• GIVEN EXERCISE:
Return the entries below verbatim. Pictures stay out.

--- Start TASK DATA ---

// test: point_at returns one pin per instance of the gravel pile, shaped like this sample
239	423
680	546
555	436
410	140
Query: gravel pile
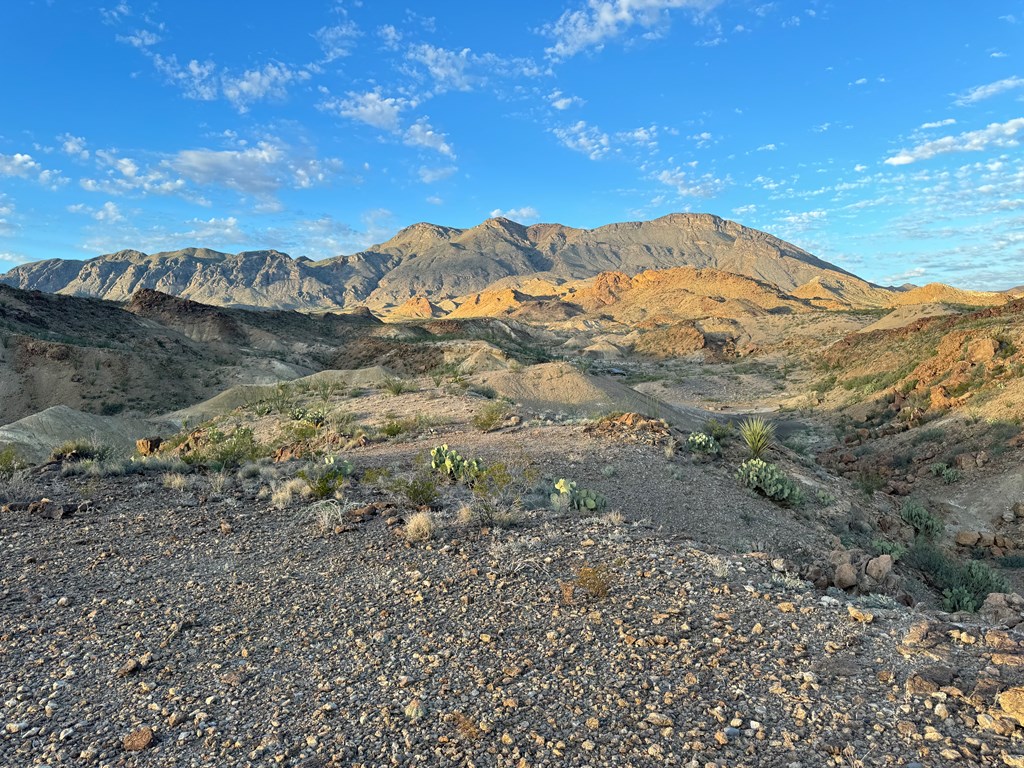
174	628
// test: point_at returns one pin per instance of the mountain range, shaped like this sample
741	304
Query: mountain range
439	262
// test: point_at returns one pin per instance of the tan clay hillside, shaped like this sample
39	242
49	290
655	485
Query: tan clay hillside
935	293
437	262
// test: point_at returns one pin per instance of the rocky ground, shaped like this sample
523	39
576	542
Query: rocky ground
206	626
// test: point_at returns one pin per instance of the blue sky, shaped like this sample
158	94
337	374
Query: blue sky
884	136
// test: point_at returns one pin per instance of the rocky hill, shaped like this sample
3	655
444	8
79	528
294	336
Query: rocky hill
438	262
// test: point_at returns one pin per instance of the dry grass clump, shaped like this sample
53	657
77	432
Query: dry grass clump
175	481
420	526
284	494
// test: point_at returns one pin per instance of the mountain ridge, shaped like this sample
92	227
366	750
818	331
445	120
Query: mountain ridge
440	262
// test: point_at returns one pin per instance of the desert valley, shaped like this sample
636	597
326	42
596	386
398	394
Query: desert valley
672	492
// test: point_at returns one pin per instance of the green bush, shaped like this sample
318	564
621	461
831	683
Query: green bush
758	434
80	450
699	442
454	467
491	416
325	480
964	585
770	481
567	496
924	522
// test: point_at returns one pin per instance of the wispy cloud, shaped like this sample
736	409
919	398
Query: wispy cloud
524	215
25	166
688	184
371	108
560	101
585	138
600	20
422	134
999	135
981	92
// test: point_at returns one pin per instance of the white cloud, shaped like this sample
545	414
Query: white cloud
422	134
448	68
999	135
24	166
74	145
371	108
585	138
560	101
689	185
524	215
938	124
197	79
140	39
987	91
337	41
643	136
270	82
600	20
430	175
901	278
390	36
259	170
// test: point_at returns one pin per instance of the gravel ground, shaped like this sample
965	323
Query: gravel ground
165	628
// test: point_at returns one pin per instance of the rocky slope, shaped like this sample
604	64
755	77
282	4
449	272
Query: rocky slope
434	261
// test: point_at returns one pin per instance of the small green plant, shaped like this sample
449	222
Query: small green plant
327	479
770	481
595	581
758	434
700	442
924	522
421	491
492	416
567	496
719	430
77	451
10	462
885	547
395	386
454	467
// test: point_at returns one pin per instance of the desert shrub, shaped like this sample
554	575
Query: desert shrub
719	430
326	480
916	515
770	481
420	526
758	434
595	581
885	547
395	386
964	585
421	491
226	451
700	442
568	497
10	462
491	416
454	467
79	450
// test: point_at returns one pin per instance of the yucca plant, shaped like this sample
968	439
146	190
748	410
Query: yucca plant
758	433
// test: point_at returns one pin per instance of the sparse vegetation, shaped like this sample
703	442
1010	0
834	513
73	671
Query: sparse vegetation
770	481
491	416
420	526
567	497
924	522
758	434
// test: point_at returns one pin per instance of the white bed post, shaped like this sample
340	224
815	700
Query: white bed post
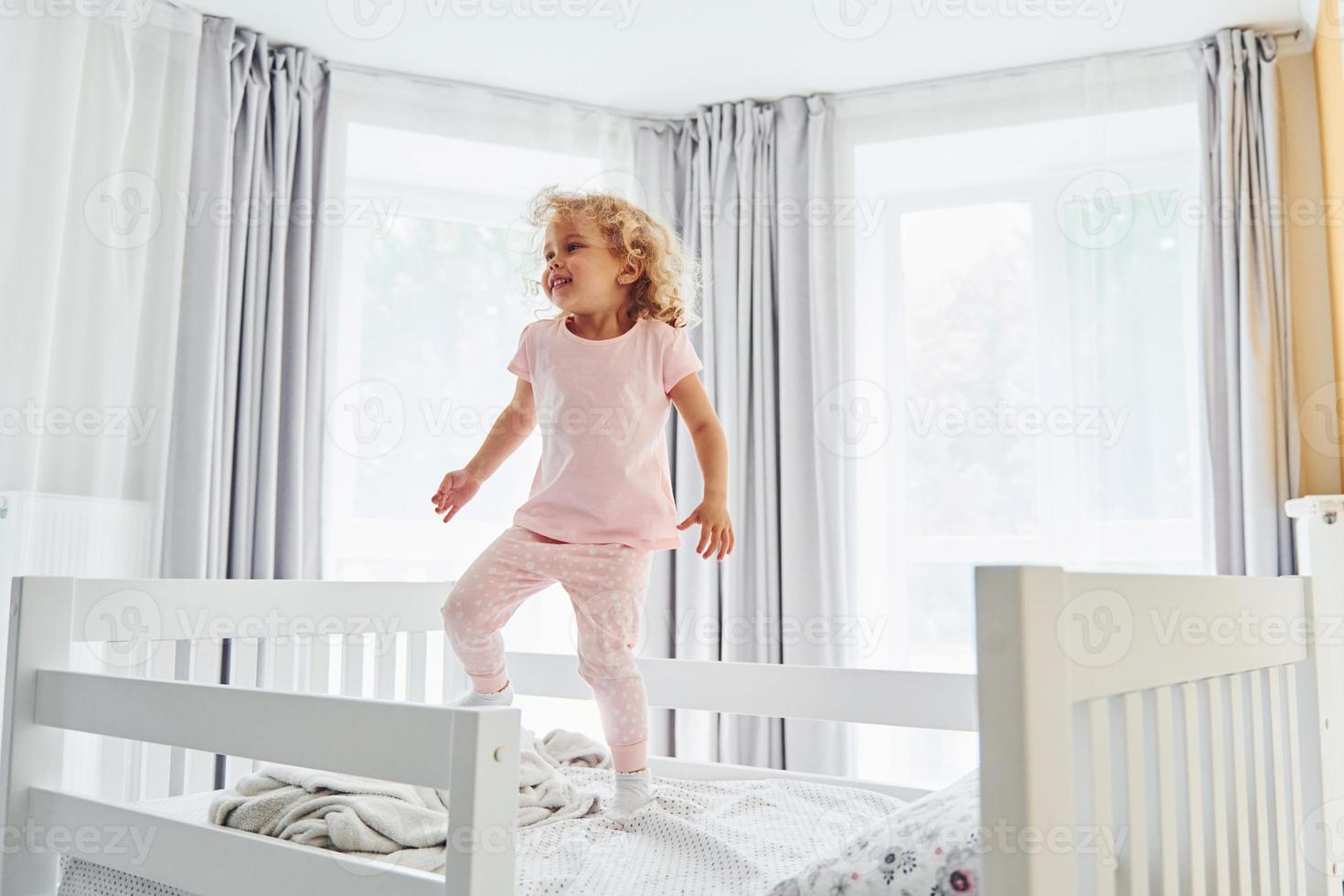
1026	731
483	802
1318	532
30	753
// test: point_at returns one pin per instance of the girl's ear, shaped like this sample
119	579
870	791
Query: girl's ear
631	271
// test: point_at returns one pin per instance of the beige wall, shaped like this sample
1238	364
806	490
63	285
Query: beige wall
1315	366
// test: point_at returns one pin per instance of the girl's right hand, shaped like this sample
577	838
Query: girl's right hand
453	492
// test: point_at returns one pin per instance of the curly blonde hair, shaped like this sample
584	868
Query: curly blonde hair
668	281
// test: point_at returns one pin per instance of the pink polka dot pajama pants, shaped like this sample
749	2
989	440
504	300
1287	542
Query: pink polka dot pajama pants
606	584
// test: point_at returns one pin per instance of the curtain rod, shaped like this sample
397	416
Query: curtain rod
508	91
1283	34
1289	35
1292	34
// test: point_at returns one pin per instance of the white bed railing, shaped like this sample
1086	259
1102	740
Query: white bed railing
1186	719
133	626
1074	733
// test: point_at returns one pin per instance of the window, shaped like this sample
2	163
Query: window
1029	316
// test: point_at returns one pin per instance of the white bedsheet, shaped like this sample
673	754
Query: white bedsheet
728	837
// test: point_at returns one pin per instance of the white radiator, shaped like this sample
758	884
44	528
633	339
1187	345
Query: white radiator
71	535
91	538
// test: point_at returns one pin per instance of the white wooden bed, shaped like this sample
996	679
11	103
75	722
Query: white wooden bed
1217	758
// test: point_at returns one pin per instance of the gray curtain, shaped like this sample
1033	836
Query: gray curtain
245	450
1253	432
735	180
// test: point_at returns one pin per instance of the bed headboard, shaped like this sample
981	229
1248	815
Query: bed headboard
1166	733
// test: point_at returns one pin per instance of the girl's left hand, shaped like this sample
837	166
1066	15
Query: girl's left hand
715	528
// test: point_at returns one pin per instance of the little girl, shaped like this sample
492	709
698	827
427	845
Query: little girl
601	375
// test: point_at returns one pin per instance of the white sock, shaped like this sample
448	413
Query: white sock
634	789
476	699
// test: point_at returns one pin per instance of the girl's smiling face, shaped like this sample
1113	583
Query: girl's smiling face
581	272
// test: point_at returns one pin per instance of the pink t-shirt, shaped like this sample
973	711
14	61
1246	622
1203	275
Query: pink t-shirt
603	409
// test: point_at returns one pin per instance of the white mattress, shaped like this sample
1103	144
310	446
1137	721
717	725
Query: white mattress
722	837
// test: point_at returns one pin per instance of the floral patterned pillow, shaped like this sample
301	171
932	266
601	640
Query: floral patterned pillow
928	848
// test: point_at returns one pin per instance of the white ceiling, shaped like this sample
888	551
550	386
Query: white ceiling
668	57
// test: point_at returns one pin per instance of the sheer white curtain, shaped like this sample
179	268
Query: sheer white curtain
94	154
429	289
1026	386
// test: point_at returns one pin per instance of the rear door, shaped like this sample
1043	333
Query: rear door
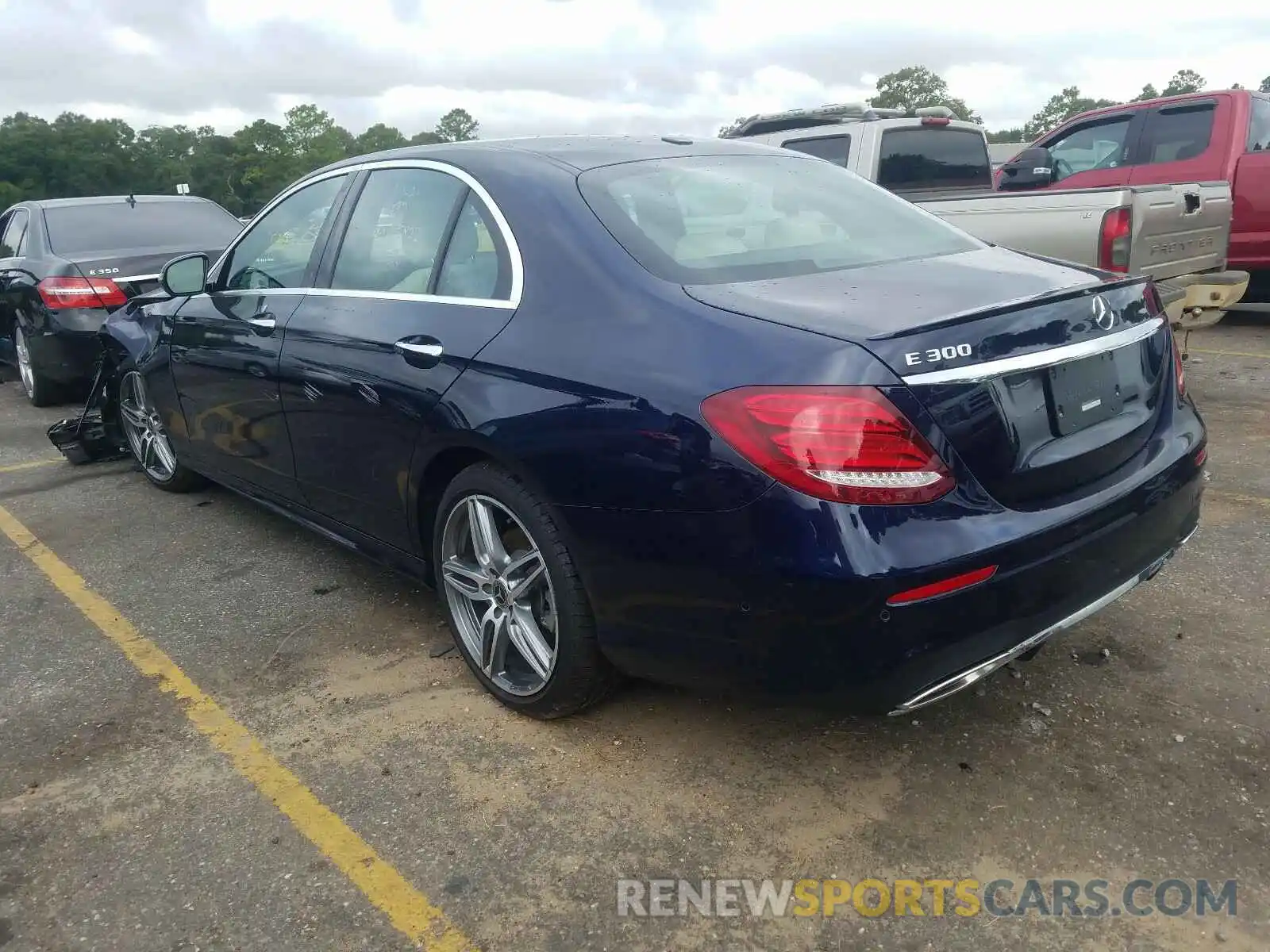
225	343
16	282
1250	238
1096	152
425	276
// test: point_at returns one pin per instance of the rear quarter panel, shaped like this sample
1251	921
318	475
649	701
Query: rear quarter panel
595	386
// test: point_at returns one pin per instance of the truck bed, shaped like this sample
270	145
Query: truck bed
1174	228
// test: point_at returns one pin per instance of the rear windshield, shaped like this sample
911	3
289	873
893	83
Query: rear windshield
933	158
194	226
706	220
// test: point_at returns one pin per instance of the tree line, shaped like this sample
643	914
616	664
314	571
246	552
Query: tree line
916	86
74	155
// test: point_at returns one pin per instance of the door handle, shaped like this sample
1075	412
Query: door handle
264	323
419	352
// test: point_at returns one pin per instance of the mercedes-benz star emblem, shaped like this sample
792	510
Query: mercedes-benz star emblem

--- End TASK DATA ---

• ANSWER BELOW:
// test: point_at returns one pin per instance of the gravel pile, shaped like this sample
239	423
680	546
555	436
410	140
Query: gravel pile
174	628
// test: point_at returns one pin per instance of the mountain range, shaped like this sample
741	304
Query: mountain range
439	262
// test: point_at returns one pin per instance of the tan clay hillside, shaped like this sample
39	242
49	290
655	485
Query: tan clay hillside
935	293
437	262
// test: point_at returns one pin per instance of the rocky ground, shaped like this sample
523	39
576	542
Query: rocky ground
206	626
// test: point_at returns one pin per instance of the blue sky, shaped like this sample
158	94
337	374
Query: blue sky
884	136
// test: point_at returns one pin per instance of the rocky hill, shaped like this sample
3	655
444	8
79	528
294	336
Query: rocky hill
438	262
// test: point_at returns one pin per instance of the dry grass clump, shaped like this sample
53	657
77	432
Query: dry grass clump
175	481
420	526
284	494
// test: point_at returns one pin per instance of the mountain ridge, shaped like this sample
92	227
366	750
818	331
445	120
Query: mountain ridge
440	262
// test: point_at returns one pin per instance of the desert valley, shaped like this sample
636	597
326	42
596	386
398	394
Query: desert valley
672	492
// test: point_at returns one pin per instance of the green bush, shaped like this sample
318	564
621	461
831	683
Query: green bush
758	434
80	450
699	442
454	467
491	416
325	480
964	585
770	481
567	496
924	522
// test: point_at returns one pin per instance of the wispy cloud, shaped like this sample
736	409
919	398
Query: wispy cloud
524	215
25	166
688	184
371	108
560	101
585	138
600	20
422	134
999	135
981	92
// test: point_at returns one pin per instance of the white cloud, shaped like this sample
545	414
Query: white cloud
422	134
448	68
999	135
24	166
74	145
371	108
585	138
560	101
689	185
524	215
938	124
197	79
140	39
987	91
337	41
643	136
270	82
600	20
430	175
901	278
390	36
259	170
// test: point_at returns one pin per instance of the gravel ground, shaped like this sample
965	323
Query: gravel ground
165	628
// test: point_at returns one pin per instance of the rocky slope, shaped like this sample
604	64
755	77
282	4
449	272
Query: rocky slope
434	261
// test: point_at returns one pin per instance of the small green plant, shaped like this sample
449	222
Query: small green plant
327	479
770	481
595	581
758	434
700	442
924	522
421	491
492	416
567	496
719	430
77	451
10	462
885	547
395	386
454	467
// test: point_at returns one pin per instance of the desert shrub, shaped like this sample
554	575
Query: desert shrub
719	430
326	480
916	515
770	481
420	526
758	434
595	581
885	547
395	386
964	585
421	491
226	451
700	442
568	497
10	462
491	416
454	467
79	450
// test: point_at returns one pin per instance of the yucca plant, shaped like this sample
968	439
146	190
748	410
Query: yucca plant
758	433
// test: point_at returns one pin per instance of the sparse vegetation, shaped like this sample
703	442
1010	0
834	513
73	671
Query: sparse vegetation
770	481
491	416
420	526
567	497
924	522
758	434
// test: point_at returns one pin per instance of the white bed post, shaped like this sample
340	224
815	700
Query: white bed post
1026	731
483	802
1318	532
30	753
// test: point_at returns one pin per instance of the girl's ear, shaped like this sample
119	579
870	791
Query: girl's ear
631	271
// test: point_at returns one pin per instance of the beige wall, shaped like this sample
1238	364
806	490
63	285
Query: beige wall
1315	366
// test: point_at returns one pin per instance of the girl's right hand, shaped like this sample
577	838
Query: girl's right hand
453	492
// test: point_at returns one pin per instance of the curly blonde hair, shaped like this sample
584	868
Query: curly blonde hair
668	281
// test: point_at returns one pin per instance of the pink polka dot pajama pants, shaped like this sample
749	2
989	440
504	300
1287	542
Query: pink polka dot pajama pants
606	584
// test: point_at returns one pin per instance of the curtain rod, shaped like this sample
397	416
Query: curtain rod
508	91
1283	34
1289	35
1292	34
// test: point_at returns one pin per instance of the white bed railing, shaped like this sample
1086	259
1102	740
Query: white bed railing
1186	719
133	626
1074	733
// test: point_at returns one pin per instance of the window, shaped like this sample
2	163
Query: window
1029	316
// test: point_at returns one pin per instance of the white bedsheet, shaped like this sample
673	754
Query: white bedsheet
728	837
// test: point_at returns one pin per instance of the white radiator, shaped like this sample
758	884
44	528
633	339
1187	345
Query: white radiator
71	535
91	538
// test: point_at returns one pin per instance of the white wooden bed, shaped like this sample
996	679
11	103
75	722
Query: white wooden bed
1217	758
// test: point_at returns one pin per instance of the gray curtain, shaped like this sample
1033	836
Query: gray curtain
245	450
1253	432
735	180
// test: point_at returns one pin per instance of the bed headboard, shaped like this sample
981	229
1248	815
Query: bed headboard
1166	733
// test: point_at returns one pin per instance of the girl's left hand, shaped like this sample
837	166
1066	15
Query: girl's left hand
715	528
// test: point_at returns one pin per instance of the little girl, shaped like this sample
492	709
698	827
427	845
Query: little girl
601	375
// test: point_at returns one pin per instance of the white sock, shaped like this sample
448	413
Query: white sock
634	789
476	699
// test: point_at returns one pin per instance of the girl's smiling face, shaped like this sample
1113	583
Query: girl's smiling face
581	272
// test: point_at returns one pin per instance of the pink t-shirt, shaped like this sample
973	711
14	61
1246	622
1203	275
Query: pink t-shirt
603	409
// test: point_at returns one pin per instance of the white mattress, shaped like this sample
1103	144
310	446
1137	721
717	725
Query: white mattress
722	837
// test: point_at returns one pin per instance of the floral patterned pillow, shaped like this sample
301	171
932	266
601	640
Query: floral patterned pillow
928	848
// test: point_at returns one pin per instance of the white ceiling, shaped like this sample
888	551
550	386
Query: white ceiling
668	57
// test: point_at returns one pin per instance of the sheer white curtain, shaped like this sample
179	268
Query: sheer white curtain
94	154
429	289
1026	386
// test: point_at returns one pin per instance of the rear door, shaped like this sample
1043	333
Query: rear door
225	343
16	282
1250	238
1096	152
425	276
// test: point_at returns one pin per instance of the rear quarter panel, shaped like this sample
1251	921
318	475
649	701
Query: rear quarter panel
595	386
// test: point_at returns one pin per instance of the truck bed, shaped like this sample
270	145
Query: truck bed
1174	228
// test: point_at returns one pin per instance of the rear windshield, shaped like this sample
911	3
289	873
893	83
Query: rear windshield
933	158
194	226
706	220
// test: point_at returns one pin per instance of the tree line, shaped like this sample
643	914
616	664
314	571
246	552
Query: tree line
916	86
74	155
// test: point_at returns one pin per instance of the door handle, shaped like this sample
1075	412
Query: door handle
264	323
419	352
// test: point_at returns one pin per instance of the mercedes-benz star emblem, shaped like this sample
792	510
Query: mercedes-benz star emblem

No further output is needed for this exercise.